* **EXERCISE DESCRIPTION**
Find every line in the records that contains the string "writes" and copy each of those lines out in full. Case counts when matching.
====== INPUT MATERIAL
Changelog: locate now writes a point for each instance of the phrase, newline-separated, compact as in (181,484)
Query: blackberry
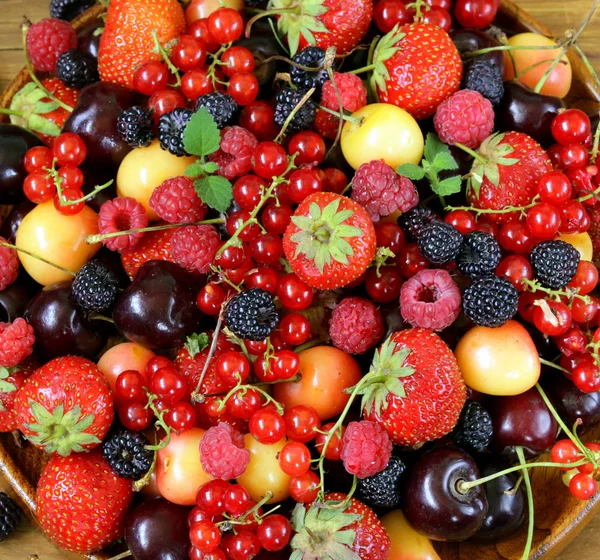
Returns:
(479,254)
(95,287)
(383,489)
(10,516)
(490,301)
(312,57)
(69,9)
(555,263)
(127,454)
(134,126)
(485,77)
(170,130)
(439,242)
(286,101)
(473,431)
(76,69)
(221,106)
(413,220)
(252,314)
============
* **RESULT OF THIS TASK**
Changelog: locate now writes a point for each instance of the phrase, newline-separated, compact as in (181,484)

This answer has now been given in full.